Below are records to transcribe in full and unchanged; omit every picture.

Data provided =
○ ○ ○ ○ ○ ○ ○

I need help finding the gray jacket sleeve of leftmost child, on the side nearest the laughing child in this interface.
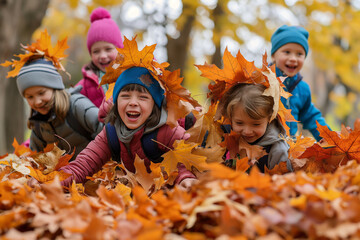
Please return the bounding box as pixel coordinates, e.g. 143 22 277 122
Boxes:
70 86 104 138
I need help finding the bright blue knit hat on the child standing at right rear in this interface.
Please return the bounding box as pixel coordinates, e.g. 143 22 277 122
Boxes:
271 25 309 56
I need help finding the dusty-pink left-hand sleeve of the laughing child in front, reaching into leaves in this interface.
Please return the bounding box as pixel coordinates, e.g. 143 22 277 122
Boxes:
59 127 111 186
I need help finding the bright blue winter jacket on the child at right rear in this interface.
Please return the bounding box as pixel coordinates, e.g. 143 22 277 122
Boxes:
276 68 330 141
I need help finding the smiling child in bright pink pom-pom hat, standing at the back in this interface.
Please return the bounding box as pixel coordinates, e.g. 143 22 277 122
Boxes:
76 7 123 108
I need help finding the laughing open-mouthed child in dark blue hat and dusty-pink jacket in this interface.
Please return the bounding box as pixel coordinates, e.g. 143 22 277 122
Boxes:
60 67 195 186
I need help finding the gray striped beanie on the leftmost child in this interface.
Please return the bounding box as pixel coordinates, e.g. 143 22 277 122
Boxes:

○ ○ ○ ○ ○ ○ ○

Task answer =
I need help finding the gray jacket sleeve of leftmost child, on the side nearest the laughing child in this interface.
Please return the bounding box as pixel coordinates, e.g. 143 22 277 122
Boxes:
70 86 104 138
I need help finding the bright blue knit hat on the child standing at right rear in this interface.
Please return the bounding box as pixel coordinates, e.g. 143 22 277 122
Boxes:
271 25 309 56
I need help finding the dusty-pink left-hand sleeve of the laughing child in front, reaching into leaves in this interface.
Please return the bounding box as pixel coordinates, e.g. 143 22 277 122
Boxes:
59 127 111 186
I need help finding the bright blue winter jacket on the child at right rear in this interface.
Please return the bounding box as pixel coordinates, e.g. 143 22 277 122
Boxes:
276 68 330 141
I need help finding the smiling child in bright pink pom-pom hat, standing at the back in this interface.
Please return the bounding box as pixel coordinates, e.g. 143 22 277 122
Boxes:
76 7 123 108
I need help finding the laughing open-mouthed child in dark blue hat and dusty-pink jacket in this interface.
Please return the bounding box as pixel coordinates, e.g. 143 22 277 122
Boxes:
60 67 195 186
I need help finding the gray striped beanie on the leftmost child in this interface.
Please return the bounding box as pixel coordinates, e.g. 143 22 277 122
Boxes:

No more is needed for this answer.